▸ WORK INSTRUCTIONS
Copy out all of the data below verbatim.

.....

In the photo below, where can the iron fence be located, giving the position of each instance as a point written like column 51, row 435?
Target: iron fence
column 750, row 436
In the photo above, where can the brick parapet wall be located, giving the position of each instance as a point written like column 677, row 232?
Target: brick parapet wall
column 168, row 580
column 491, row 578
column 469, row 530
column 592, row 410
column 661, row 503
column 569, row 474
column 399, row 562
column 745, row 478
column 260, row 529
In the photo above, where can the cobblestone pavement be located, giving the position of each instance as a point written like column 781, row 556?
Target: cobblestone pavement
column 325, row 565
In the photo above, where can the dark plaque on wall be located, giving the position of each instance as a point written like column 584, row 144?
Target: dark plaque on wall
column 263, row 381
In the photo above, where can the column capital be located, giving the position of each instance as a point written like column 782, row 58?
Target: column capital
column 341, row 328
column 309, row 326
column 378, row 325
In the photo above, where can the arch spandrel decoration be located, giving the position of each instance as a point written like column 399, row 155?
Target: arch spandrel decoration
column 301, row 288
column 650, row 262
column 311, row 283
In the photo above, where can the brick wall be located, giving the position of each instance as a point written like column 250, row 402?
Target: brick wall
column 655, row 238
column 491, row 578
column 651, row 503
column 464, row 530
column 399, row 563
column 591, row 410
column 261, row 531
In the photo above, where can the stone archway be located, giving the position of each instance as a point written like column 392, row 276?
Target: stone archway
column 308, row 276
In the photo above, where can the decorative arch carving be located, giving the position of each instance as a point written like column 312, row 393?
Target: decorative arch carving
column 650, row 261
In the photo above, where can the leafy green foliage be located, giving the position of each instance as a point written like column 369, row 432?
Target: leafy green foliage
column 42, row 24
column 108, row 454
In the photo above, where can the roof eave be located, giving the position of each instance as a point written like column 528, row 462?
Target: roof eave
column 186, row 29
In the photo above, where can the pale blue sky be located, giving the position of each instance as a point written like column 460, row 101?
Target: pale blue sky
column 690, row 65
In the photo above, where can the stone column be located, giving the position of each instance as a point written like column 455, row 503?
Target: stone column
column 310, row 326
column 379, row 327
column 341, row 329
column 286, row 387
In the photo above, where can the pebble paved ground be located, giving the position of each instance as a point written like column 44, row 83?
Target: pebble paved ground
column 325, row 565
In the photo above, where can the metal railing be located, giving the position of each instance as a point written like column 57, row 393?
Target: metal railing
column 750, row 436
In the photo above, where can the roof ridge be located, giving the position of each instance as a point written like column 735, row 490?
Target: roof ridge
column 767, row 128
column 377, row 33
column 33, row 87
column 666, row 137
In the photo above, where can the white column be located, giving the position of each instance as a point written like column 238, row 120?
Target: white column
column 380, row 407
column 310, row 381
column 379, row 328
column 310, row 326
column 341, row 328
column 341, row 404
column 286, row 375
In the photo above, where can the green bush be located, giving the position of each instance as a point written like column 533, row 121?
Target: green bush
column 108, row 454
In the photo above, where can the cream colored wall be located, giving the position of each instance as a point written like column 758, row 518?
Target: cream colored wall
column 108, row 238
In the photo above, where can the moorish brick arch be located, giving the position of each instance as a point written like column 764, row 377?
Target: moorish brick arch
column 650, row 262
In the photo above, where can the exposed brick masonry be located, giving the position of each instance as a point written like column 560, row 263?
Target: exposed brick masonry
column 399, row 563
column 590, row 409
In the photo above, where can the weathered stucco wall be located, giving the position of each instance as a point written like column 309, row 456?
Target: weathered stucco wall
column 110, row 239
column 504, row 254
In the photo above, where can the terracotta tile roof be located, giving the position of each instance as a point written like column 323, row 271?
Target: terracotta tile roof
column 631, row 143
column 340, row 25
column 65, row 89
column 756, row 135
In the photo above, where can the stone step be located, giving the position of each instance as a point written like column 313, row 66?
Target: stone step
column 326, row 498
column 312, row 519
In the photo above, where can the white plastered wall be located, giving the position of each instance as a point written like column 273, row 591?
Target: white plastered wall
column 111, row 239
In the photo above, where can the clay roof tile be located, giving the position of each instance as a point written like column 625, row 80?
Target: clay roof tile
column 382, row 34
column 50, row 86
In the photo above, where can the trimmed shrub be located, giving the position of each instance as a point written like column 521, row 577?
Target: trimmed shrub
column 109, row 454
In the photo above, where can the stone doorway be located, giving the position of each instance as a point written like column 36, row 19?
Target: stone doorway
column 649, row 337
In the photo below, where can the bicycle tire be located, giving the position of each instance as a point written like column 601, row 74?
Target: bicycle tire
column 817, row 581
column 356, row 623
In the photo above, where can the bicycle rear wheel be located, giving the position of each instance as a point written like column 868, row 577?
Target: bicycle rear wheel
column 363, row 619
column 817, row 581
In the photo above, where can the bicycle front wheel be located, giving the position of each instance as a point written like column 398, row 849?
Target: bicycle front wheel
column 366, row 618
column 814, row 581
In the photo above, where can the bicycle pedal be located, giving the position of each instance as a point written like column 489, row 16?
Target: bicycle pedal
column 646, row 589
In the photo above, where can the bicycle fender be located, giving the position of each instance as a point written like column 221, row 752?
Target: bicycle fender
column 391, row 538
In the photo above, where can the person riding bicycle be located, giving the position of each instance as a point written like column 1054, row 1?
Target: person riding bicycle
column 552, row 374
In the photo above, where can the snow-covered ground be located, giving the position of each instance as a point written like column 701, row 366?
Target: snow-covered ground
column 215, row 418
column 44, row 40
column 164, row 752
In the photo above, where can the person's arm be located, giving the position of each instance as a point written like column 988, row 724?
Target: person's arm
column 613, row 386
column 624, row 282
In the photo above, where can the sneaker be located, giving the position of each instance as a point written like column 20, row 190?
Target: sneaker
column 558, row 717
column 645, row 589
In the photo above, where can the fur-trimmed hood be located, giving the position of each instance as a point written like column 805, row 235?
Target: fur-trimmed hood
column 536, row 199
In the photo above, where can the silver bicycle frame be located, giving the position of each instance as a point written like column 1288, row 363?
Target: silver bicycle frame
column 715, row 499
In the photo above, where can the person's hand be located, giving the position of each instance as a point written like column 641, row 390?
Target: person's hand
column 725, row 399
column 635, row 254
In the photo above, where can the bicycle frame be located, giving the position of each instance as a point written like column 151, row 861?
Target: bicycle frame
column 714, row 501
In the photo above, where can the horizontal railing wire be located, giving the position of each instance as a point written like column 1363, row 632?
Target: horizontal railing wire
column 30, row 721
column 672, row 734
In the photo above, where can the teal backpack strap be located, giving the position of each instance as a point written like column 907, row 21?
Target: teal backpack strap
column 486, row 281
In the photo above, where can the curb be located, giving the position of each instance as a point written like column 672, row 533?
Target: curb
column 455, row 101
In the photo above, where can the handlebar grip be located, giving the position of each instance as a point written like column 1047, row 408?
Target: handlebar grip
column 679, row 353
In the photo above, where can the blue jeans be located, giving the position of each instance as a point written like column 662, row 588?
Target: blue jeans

.....

▸ SOLUTION FOR THIS PROBLEM
In the photo below, where can the iron fence be located, giving the position of each instance as a point written like column 51, row 435?
Target: iron fence
column 750, row 436
In the photo above, where can the brick parapet wall be located, giving the position of each instance as a point written like column 677, row 232?
Target: brick parapet wall
column 168, row 580
column 491, row 578
column 469, row 530
column 592, row 410
column 661, row 503
column 569, row 474
column 399, row 562
column 745, row 478
column 260, row 529
In the photo above, where can the cobblestone pavement be located, giving the position of each instance as a point written like column 781, row 556?
Target: cobblestone pavement
column 325, row 565
In the photo above, where can the dark plaque on wall be located, giving the position of each instance as a point written like column 584, row 144?
Target: dark plaque on wall
column 263, row 381
In the photo above, where can the column capital be located, giving the position of each instance as a point written like column 782, row 58?
Target: column capital
column 341, row 328
column 309, row 326
column 378, row 325
In the photo above, where can the arch spandrel decoration be located, giving the position of each instance as a point written like column 399, row 155?
Target: arch spandrel decoration
column 301, row 288
column 650, row 262
column 311, row 283
In the photo above, where can the brick wall be located, giving the position of each instance as a point written like column 250, row 402?
Target: brick wall
column 655, row 238
column 491, row 578
column 651, row 503
column 464, row 530
column 399, row 563
column 591, row 410
column 261, row 531
In the photo above, where can the stone archway be located, giving the position of each instance as a point written like column 392, row 276?
Target: stone archway
column 308, row 276
In the photo above, where can the decorative arch carving be located, giving the position of each instance as a point written like column 312, row 393?
Target: decorative arch carving
column 650, row 261
In the photo above, where can the leafy green foliage be located, giving the position of each instance as a point written like column 369, row 432?
Target: leafy green foliage
column 42, row 24
column 108, row 454
In the photo above, where can the roof eave be located, giving the position of each instance as a point written like column 528, row 462?
Target: roof eave
column 186, row 29
In the photo above, where can the pale blue sky be located, giving the position of each instance as a point written like column 460, row 101?
Target: pale blue sky
column 690, row 65
In the photo above, where can the stone column be located, giving the position of each instance as a point written like column 455, row 503?
Target: stone column
column 310, row 326
column 379, row 327
column 341, row 329
column 286, row 387
In the photo above, where can the pebble paved ground be located, giving the position of each instance as a point written like column 44, row 83?
Target: pebble paved ground
column 325, row 565
In the photo above, where can the metal railing be located, giving the position of each instance as a point written like column 57, row 393?
Target: metal railing
column 750, row 436
In the photo above, where can the roof ridge be located, giving the position of each instance as a point written like column 735, row 490?
Target: roof ridge
column 767, row 128
column 377, row 33
column 33, row 87
column 666, row 137
In the photo above, where can the white column be located, giving the position of each instance as a point written like column 238, row 120?
Target: white column
column 380, row 407
column 310, row 381
column 379, row 328
column 310, row 326
column 341, row 328
column 341, row 404
column 286, row 375
In the photo above, where can the green bush be located, giving the position of each instance as a point written like column 533, row 121?
Target: green bush
column 108, row 454
In the photo above, where can the cream colored wall be located, giving the position of each instance as a point written like column 758, row 518?
Target: cream colored wall
column 108, row 238
In the photo above, where can the moorish brick arch be located, giving the position of each instance as a point written like column 764, row 377?
Target: moorish brick arch
column 650, row 262
In the photo above, where can the exposed brick masonry be located, giving the position of each instance as a point written like column 560, row 263?
Target: exposed brick masonry
column 399, row 563
column 590, row 409
In the photo above, where can the weathered stucco wall be located, giving the position of each instance as a point written like column 309, row 456?
Target: weathered stucco wall
column 110, row 239
column 504, row 254
In the photo above, where can the terracotta tile roof be located, giving the position of each instance as a point written like column 323, row 271?
Target: terracotta tile roof
column 631, row 143
column 340, row 25
column 65, row 89
column 756, row 135
In the photo above, where can the stone step be located, giving the position of each instance as a point written like column 313, row 66?
Target: stone step
column 326, row 498
column 312, row 519
In the photo above, where can the white plastered wall be located, giving the position of each instance as a point written like column 273, row 591?
Target: white plastered wall
column 111, row 239
In the photo above, where can the clay roof tile be located, giving the position of each instance as a point written like column 625, row 80?
Target: clay roof tile
column 382, row 34
column 50, row 86
In the photo above, where can the trimmed shrub be located, giving the position of each instance as a point written like column 521, row 577?
Target: trimmed shrub
column 109, row 454
In the photo above, where can the stone doorway be located, giving the position of each instance as a point written like column 36, row 19?
Target: stone doorway
column 649, row 337
In the photo below, where can the bicycle tire be located, giving the position of each instance as a point written like column 601, row 74?
Target: bicycle tire
column 817, row 581
column 356, row 623
In the photo above, where can the bicycle rear wheel be located, giving the position of each instance as a point written like column 868, row 577?
Target: bicycle rear wheel
column 363, row 619
column 817, row 581
In the photo above, where can the bicycle front wheel be located, giving the position of each instance as a point written like column 398, row 849?
Target: bicycle front wheel
column 366, row 618
column 814, row 581
In the photo above, where can the bicycle pedal be located, giving the position of each instance as a point written like column 489, row 16?
Target: bicycle pedal
column 646, row 589
In the photo above, where can the bicycle fender be located, giving the position of each instance as a point written like column 221, row 752?
Target: bicycle fender
column 391, row 538
In the photo above, where can the person riding bicycle be located, giving the position of each instance as a point written like column 1054, row 1?
Target: person riding bicycle
column 552, row 374
In the photo above, where can the snow-covered ground be located, giving the position of each instance as a point written like column 701, row 366?
Target: snow-covered ground
column 215, row 418
column 44, row 40
column 164, row 752
In the photo above, where can the person's arm be located, giving the position of each instance as a point written like column 988, row 724?
Target: person's arm
column 613, row 386
column 624, row 282
In the photo above, where can the sneaker be located, giving the position of each instance as a point written like column 20, row 190?
Target: sneaker
column 558, row 717
column 645, row 589
In the photo above, where can the fur-trimmed hood be located, giving the position of each instance as a point written like column 805, row 235?
Target: fur-trimmed hood
column 536, row 199
In the photo above, where can the silver bicycle frame be located, giving the position of each instance as a point written like column 1288, row 363?
Target: silver bicycle frame
column 715, row 499
In the photo above, where can the person's hand be located, giving the position of each instance as a point written like column 641, row 390?
Target: person's hand
column 725, row 399
column 635, row 254
In the photo above, where can the bicycle frame be located, giving the position of each instance as a point written like column 151, row 861?
Target: bicycle frame
column 714, row 501
In the photo above, where can the horizontal railing wire be located, giving the position of each instance as a point written like column 1363, row 632?
Target: horizontal railing wire
column 30, row 721
column 672, row 734
In the photo above, where can the teal backpack strap be located, giving the position of each instance as a point written like column 907, row 21?
Target: teal backpack strap
column 486, row 281
In the photo above, where can the curb be located, giving the position of each instance as a point written like column 672, row 533?
Target: curb
column 455, row 101
In the photo above, where can the handlebar grip be located, giving the position of each instance as a point written like column 1047, row 408?
Target: handlebar grip
column 679, row 353
In the photo above, where can the blue jeans be located, giving the position of each instance as a point written like column 662, row 588?
Target: blue jeans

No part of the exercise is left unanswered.